### YOUR GOAL
Nothing in the entries may change when they are transcribed.

(Items from a data source)
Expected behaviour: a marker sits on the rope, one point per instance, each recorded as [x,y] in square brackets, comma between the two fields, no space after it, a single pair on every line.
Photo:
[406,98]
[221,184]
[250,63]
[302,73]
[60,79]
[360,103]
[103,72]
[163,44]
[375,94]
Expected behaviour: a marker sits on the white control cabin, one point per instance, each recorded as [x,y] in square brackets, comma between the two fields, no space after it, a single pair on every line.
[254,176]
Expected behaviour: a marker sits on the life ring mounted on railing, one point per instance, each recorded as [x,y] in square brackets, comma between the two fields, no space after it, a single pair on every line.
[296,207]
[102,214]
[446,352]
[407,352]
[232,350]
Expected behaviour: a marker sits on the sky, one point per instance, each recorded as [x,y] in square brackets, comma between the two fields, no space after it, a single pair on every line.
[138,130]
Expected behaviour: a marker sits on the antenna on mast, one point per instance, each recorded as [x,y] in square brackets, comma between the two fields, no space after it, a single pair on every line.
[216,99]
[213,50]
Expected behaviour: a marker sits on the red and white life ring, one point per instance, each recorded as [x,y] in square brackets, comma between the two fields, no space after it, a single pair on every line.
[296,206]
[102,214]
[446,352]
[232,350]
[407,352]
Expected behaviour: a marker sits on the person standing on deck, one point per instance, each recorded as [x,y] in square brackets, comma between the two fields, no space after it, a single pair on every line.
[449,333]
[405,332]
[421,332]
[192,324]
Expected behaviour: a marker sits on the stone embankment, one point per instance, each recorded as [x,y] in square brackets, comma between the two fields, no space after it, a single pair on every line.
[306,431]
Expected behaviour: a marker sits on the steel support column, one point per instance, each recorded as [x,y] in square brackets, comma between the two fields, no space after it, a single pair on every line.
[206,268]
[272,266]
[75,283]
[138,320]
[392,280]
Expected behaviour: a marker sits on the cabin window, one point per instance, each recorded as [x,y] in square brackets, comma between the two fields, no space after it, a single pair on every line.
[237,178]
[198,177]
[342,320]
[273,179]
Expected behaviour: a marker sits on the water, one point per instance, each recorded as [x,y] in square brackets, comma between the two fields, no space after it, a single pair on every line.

### SOLVED PROBLEM
Expected behaviour: a marker sits on the rope, one point per instance, each recorded as [x,y] in square brackets, comma between the two fields, no space after it, a single pair on every line.
Photo:
[406,98]
[221,184]
[250,63]
[302,73]
[60,79]
[360,103]
[103,72]
[163,44]
[375,94]
Expected behaviour: a marker sits on the white control cabin, one point per instance, each recorded as [x,y] in square brackets, comma between the two fields, no space after it, a single pair on every line.
[254,176]
Expected behaviour: a marker sits on the life ring mounted on railing, one point per instance, each recorded as [x,y] in square brackets, comma between the two fields, no space after it, a single pair on every line.
[296,207]
[102,214]
[446,352]
[407,352]
[232,350]
Expected behaviour: a marker sits on the sky, one point per instance, each recorded as [x,y] in square brackets, comma between the two fields, no space after it, a single pair on every line.
[138,130]
Expected behaviour: a marker sits on the antenna on mast, one point per instance, each recorded as [x,y] in square brackets, comma between the two fields, no space after it, a single pair on every line.
[216,99]
[213,50]
Expected behaviour: a marker sits on the red and white life ring, one point per instance, each recorded as [x,y] in square brackets, comma between the two fields, no space after it, a single pair on every line.
[296,206]
[102,214]
[446,352]
[232,350]
[407,352]
Expected behaviour: a marker sits on the person standing on deck, one point per instance, each recorded as [x,y] in square brackets, comma between the two fields, no space after it, a single pair on every line.
[449,333]
[405,332]
[421,332]
[192,324]
Expected behaviour: a marker sits on the stone embankment, one point per instance, each recorded as [x,y] in square brackets, comma between the two fields, no space after it, a single pair on every line.
[306,431]
Expected behaviour: a marker sits on the steel support column, one point per instance, each recorded as [x,y] in square brackets, comma between the two fields, no space after it, a single pair on every line.
[206,268]
[272,266]
[75,283]
[138,320]
[392,280]
Expected behaviour: a marker sits on the cabin window, one point per instance, each recorded as [x,y] in square brackets, comma between the two fields, no space after it, a single pair on every line.
[237,178]
[198,177]
[342,320]
[273,179]
Expected behaviour: a marker sits on the water, one point per instance, each recorded as [x,y] in square brackets, comma between the two fields, no space after it, a single pair on every line.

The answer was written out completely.